_Short exercise_
Repeat the items below, starting at the line with "I'd really appreciate it if you could detect the church facade" and continuing through the line with "188 264 532 448", both lines included.

_Box-labeled dataset extracts_
════════

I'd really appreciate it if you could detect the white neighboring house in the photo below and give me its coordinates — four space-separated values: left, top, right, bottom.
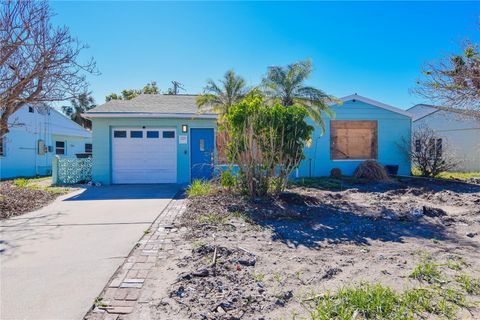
407 104 480 172
0 106 92 180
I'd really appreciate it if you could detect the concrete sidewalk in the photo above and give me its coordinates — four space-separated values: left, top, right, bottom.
0 185 179 320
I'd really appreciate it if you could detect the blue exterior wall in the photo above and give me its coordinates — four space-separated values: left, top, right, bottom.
294 100 412 177
0 107 92 179
0 130 92 179
92 118 217 185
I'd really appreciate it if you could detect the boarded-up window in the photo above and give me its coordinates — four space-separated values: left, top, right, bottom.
330 120 378 160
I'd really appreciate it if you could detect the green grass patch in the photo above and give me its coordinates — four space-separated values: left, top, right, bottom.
198 213 228 225
187 180 213 197
13 177 69 194
410 259 443 283
412 168 480 181
13 179 30 188
435 171 480 180
456 273 480 295
308 284 465 320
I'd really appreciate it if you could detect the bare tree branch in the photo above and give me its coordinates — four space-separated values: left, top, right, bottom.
412 36 480 115
0 0 98 137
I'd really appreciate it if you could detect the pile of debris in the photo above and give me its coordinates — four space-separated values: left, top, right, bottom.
0 181 58 219
170 245 293 319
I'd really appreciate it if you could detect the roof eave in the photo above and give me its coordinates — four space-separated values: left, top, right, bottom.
83 112 218 119
331 94 413 118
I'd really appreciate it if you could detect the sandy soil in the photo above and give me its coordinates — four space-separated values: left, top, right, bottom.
136 179 480 319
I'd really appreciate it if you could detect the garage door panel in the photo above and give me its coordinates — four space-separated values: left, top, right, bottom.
112 129 177 183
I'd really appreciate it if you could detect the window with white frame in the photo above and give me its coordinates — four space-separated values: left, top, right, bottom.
55 141 65 155
0 138 5 157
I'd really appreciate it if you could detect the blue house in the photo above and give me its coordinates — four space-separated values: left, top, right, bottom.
294 94 412 177
0 106 92 180
85 94 217 185
85 94 412 185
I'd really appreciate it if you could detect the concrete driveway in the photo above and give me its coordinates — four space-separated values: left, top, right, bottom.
0 185 179 320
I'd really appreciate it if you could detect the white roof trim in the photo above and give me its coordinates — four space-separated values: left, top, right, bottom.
83 112 218 119
331 94 413 118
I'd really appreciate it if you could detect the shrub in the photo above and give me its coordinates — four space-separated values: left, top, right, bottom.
187 180 213 197
220 169 236 190
398 126 459 177
225 91 313 197
354 160 389 181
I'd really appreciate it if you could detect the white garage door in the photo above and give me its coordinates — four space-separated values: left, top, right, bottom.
112 128 177 183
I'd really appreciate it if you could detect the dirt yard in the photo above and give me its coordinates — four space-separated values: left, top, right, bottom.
137 179 480 319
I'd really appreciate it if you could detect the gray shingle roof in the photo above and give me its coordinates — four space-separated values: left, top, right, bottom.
87 94 216 115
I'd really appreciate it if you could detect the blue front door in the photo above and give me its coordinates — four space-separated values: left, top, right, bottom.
190 129 215 181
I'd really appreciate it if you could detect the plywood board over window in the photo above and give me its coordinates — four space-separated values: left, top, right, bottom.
330 120 378 160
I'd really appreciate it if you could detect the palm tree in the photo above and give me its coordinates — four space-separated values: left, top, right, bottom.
262 60 338 131
62 93 95 129
197 70 248 119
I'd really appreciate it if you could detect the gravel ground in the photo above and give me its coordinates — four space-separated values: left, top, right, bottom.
140 179 480 319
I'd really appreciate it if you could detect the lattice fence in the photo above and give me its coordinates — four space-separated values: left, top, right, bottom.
53 158 92 184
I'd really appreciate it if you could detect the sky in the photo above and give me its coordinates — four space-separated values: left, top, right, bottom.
51 1 480 109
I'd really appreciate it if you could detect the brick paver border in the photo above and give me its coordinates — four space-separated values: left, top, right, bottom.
84 192 186 320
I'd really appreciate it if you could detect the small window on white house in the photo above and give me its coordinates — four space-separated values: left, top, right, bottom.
162 131 175 139
130 130 143 138
113 130 127 138
330 120 378 160
415 139 422 153
0 138 5 157
55 141 65 154
147 131 160 139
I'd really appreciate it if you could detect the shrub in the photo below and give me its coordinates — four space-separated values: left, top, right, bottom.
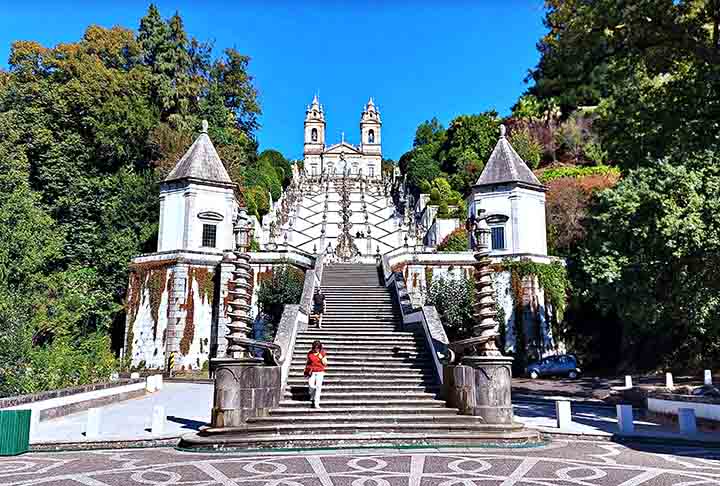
425 275 474 341
258 265 305 325
437 201 450 219
8 333 118 393
437 228 470 252
538 165 620 184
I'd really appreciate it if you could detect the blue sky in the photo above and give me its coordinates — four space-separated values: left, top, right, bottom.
0 0 545 159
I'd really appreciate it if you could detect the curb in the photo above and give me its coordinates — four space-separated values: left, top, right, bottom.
29 436 180 452
29 427 720 454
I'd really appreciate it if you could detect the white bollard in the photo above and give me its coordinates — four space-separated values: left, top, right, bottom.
30 410 40 442
145 375 156 393
555 400 572 429
678 408 697 435
616 405 635 434
85 408 102 439
151 405 165 435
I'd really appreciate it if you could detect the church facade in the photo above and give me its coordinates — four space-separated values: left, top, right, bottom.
303 96 382 179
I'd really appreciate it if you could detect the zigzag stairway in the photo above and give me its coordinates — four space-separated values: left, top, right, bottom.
188 264 532 448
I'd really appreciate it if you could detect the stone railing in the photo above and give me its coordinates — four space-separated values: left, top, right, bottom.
383 270 450 383
274 255 325 391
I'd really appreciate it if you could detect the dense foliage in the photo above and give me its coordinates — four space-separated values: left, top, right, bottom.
529 0 720 370
257 265 305 339
425 275 475 340
408 0 720 371
437 228 470 252
0 5 290 394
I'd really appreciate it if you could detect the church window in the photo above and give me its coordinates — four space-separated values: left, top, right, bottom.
490 226 505 250
203 224 217 248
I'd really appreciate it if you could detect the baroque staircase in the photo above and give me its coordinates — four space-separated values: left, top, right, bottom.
186 264 537 448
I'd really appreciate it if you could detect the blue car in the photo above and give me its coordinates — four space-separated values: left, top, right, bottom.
526 354 580 380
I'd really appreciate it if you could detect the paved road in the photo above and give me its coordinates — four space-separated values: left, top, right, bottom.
0 441 720 486
31 383 674 443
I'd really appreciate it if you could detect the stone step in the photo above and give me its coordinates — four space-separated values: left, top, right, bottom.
248 414 490 426
302 328 418 337
283 388 437 401
308 324 402 332
287 380 439 394
280 397 445 408
269 402 460 418
290 356 432 371
287 375 430 389
293 353 431 365
295 340 425 353
288 372 437 383
295 334 425 349
179 426 542 451
291 359 432 372
217 420 520 435
295 350 430 361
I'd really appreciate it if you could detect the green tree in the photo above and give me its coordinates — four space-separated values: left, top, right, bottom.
509 128 543 169
413 117 445 147
579 152 720 368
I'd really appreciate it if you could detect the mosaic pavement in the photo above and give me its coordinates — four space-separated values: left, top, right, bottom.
0 441 720 486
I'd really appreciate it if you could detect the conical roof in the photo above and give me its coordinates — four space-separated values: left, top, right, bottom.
165 120 234 185
475 125 545 190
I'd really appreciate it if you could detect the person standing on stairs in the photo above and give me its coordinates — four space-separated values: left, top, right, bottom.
305 341 327 408
311 288 325 329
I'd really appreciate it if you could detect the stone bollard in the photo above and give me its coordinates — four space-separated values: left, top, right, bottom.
150 405 165 435
145 375 157 393
555 400 572 429
85 408 102 439
678 408 697 435
616 405 635 434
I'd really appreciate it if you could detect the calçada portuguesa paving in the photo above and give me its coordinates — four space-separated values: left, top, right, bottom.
0 440 720 486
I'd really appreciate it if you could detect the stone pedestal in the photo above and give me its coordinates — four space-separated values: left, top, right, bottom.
443 356 513 425
211 358 282 432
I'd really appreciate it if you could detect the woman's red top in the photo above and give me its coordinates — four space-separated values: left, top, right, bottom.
305 351 327 373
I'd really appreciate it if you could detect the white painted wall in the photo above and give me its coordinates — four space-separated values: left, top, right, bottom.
158 183 237 252
468 184 547 255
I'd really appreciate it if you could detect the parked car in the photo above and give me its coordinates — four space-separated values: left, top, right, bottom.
527 354 580 380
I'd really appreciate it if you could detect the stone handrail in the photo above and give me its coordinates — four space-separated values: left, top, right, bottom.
274 255 324 391
383 270 449 383
420 305 455 383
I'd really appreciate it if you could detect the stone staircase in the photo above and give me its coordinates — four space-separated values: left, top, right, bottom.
188 264 537 448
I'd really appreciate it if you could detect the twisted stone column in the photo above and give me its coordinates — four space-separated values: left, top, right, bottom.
226 208 262 359
472 247 501 356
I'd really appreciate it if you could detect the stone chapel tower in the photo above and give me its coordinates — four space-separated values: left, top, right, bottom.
158 121 237 254
303 95 325 171
360 97 382 155
468 125 547 257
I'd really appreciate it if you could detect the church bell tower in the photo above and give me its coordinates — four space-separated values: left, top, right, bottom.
360 97 382 155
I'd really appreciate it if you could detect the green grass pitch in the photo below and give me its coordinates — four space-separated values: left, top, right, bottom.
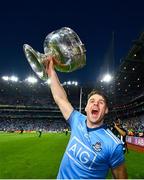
0 133 144 179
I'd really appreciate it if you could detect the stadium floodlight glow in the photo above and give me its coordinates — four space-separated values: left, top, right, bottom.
10 76 18 82
26 76 38 84
2 76 9 81
45 78 51 85
101 74 112 83
67 81 72 85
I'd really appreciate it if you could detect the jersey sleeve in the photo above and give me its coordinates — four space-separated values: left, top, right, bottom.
110 144 125 169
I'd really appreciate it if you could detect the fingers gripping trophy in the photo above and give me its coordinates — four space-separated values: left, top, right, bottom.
23 27 86 81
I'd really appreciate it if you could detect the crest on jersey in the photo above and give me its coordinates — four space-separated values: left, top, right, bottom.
93 142 102 152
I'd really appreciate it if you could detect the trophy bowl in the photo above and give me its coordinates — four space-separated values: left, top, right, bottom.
23 27 86 81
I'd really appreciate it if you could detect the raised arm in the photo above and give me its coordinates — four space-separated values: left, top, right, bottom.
44 57 73 120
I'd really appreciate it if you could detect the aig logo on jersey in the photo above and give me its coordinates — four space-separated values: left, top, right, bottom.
92 142 102 152
66 137 97 169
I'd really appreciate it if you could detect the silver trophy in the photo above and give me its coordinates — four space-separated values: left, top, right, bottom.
23 27 86 81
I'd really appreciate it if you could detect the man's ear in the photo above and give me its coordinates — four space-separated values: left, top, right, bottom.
105 107 108 114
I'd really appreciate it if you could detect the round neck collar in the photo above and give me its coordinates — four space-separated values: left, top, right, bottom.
87 124 107 132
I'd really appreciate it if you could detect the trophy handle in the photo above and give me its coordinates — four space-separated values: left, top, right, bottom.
23 44 48 81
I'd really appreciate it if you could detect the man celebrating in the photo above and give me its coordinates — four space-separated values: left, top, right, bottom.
44 57 127 179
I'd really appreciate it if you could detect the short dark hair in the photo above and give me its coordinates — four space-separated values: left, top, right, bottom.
87 89 109 106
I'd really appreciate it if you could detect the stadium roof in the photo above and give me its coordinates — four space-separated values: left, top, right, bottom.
110 32 144 103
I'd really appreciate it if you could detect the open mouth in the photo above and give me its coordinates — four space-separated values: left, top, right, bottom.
91 110 99 116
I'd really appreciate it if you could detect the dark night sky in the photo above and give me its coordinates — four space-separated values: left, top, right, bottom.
0 0 144 83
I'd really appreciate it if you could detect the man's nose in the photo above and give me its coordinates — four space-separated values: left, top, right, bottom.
94 101 98 106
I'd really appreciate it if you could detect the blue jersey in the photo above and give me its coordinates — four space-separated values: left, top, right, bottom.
57 110 124 179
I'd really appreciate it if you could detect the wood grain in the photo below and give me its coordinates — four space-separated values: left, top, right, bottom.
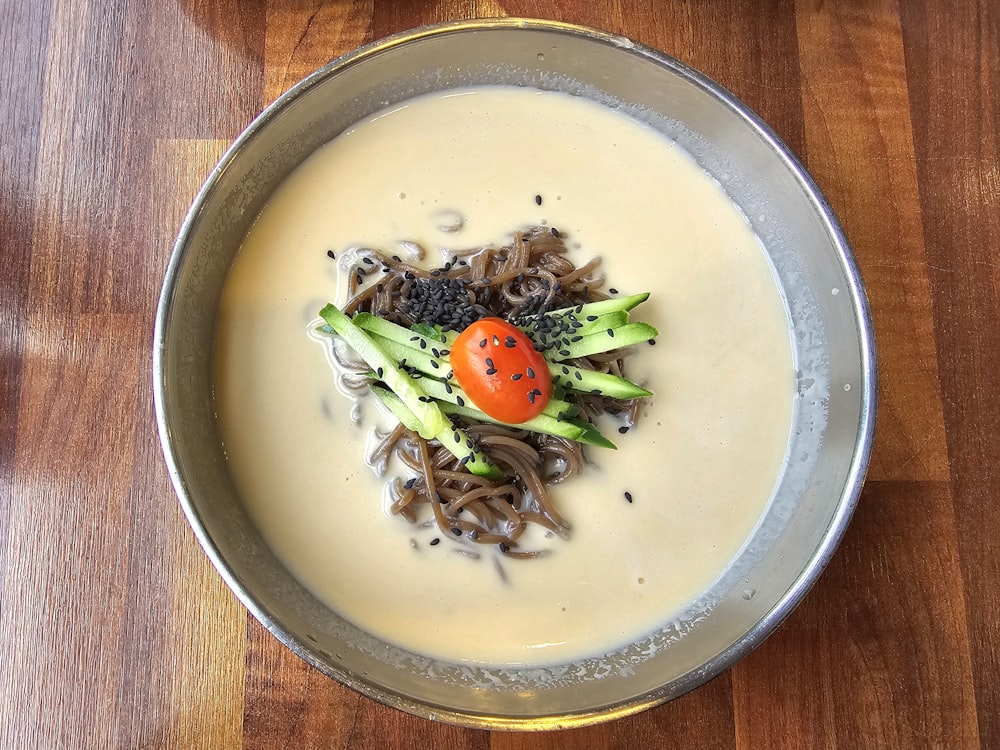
0 0 1000 750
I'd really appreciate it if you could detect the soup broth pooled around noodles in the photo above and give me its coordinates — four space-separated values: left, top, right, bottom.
214 86 794 667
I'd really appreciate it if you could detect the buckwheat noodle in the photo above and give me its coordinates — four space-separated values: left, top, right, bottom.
336 227 641 558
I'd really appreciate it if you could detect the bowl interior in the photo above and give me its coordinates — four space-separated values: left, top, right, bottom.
154 20 874 727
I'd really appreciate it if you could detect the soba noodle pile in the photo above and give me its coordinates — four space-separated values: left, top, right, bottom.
340 227 641 557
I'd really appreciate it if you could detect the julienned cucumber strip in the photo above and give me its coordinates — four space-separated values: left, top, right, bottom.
549 362 653 399
354 313 653 402
441 402 618 450
574 310 628 336
319 305 451 440
420 378 580 426
545 323 659 362
371 385 503 479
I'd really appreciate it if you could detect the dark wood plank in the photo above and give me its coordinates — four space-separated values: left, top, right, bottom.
0 0 1000 750
901 2 1000 747
733 482 990 748
0 0 49 600
0 312 145 747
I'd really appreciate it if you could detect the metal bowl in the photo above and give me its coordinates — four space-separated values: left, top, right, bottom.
153 19 875 729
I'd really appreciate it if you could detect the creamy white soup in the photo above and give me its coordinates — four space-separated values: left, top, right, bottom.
215 87 794 665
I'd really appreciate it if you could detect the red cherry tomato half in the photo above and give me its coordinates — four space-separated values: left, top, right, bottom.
450 318 552 424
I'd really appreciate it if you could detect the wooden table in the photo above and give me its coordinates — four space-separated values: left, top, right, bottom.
0 0 1000 750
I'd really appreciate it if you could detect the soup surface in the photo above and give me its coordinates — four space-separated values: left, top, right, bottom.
215 87 794 665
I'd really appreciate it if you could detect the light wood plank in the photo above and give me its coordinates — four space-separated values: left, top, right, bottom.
797 0 948 481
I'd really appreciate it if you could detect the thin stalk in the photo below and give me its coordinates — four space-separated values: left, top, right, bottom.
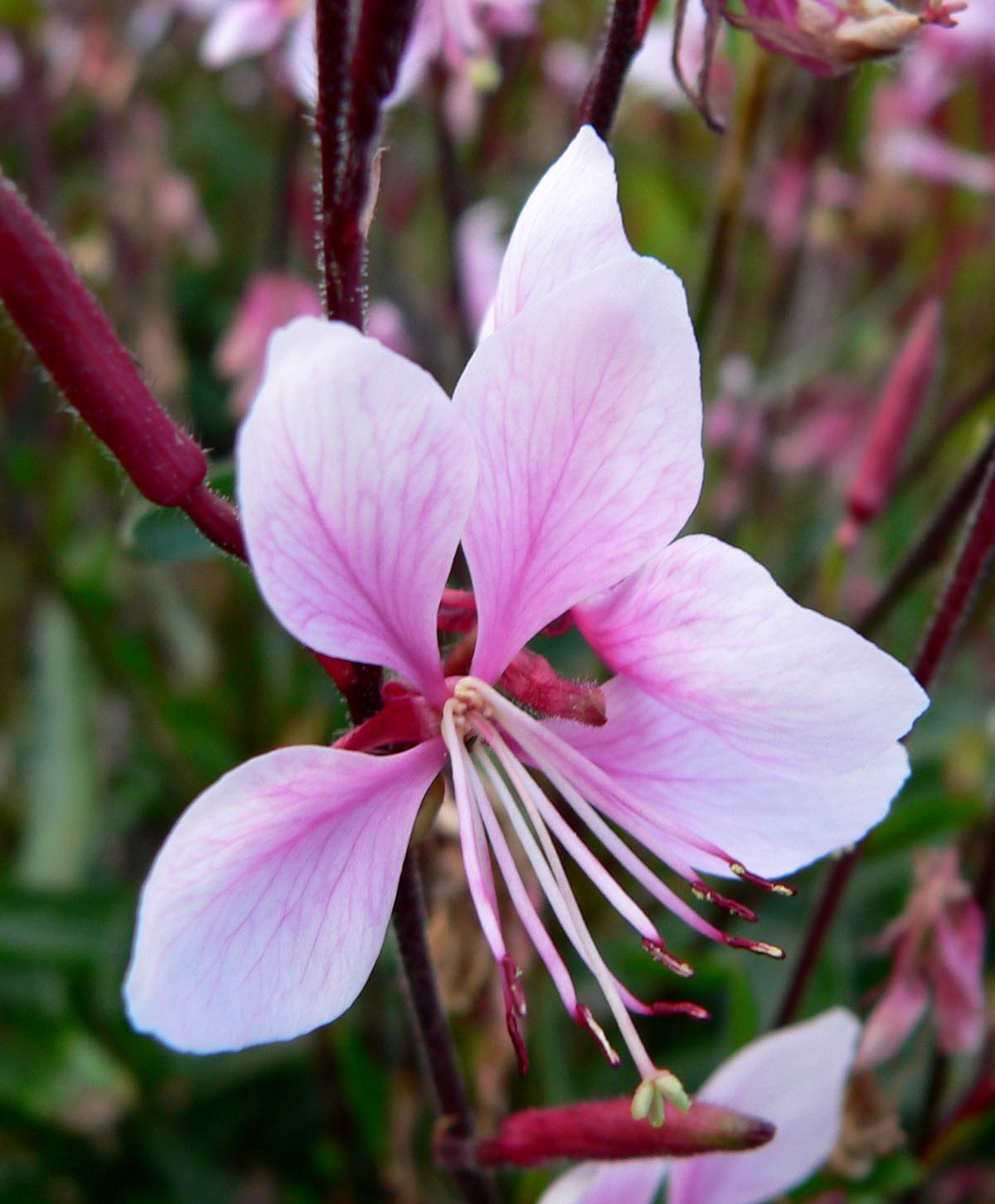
431 66 476 360
855 434 995 636
577 0 640 139
774 443 995 1028
394 849 498 1204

════════

_The answer_
I'd really appreciate it if you could detect the church facade in the photo above and give me its coordinates — four space-separated values: left, top, right, bottom.
303 96 382 179
I'd really appreciate it if you could detect the zigzag stairway in the photo above and give me its coordinates — four space-separated values: left, top, right, bottom.
188 264 532 448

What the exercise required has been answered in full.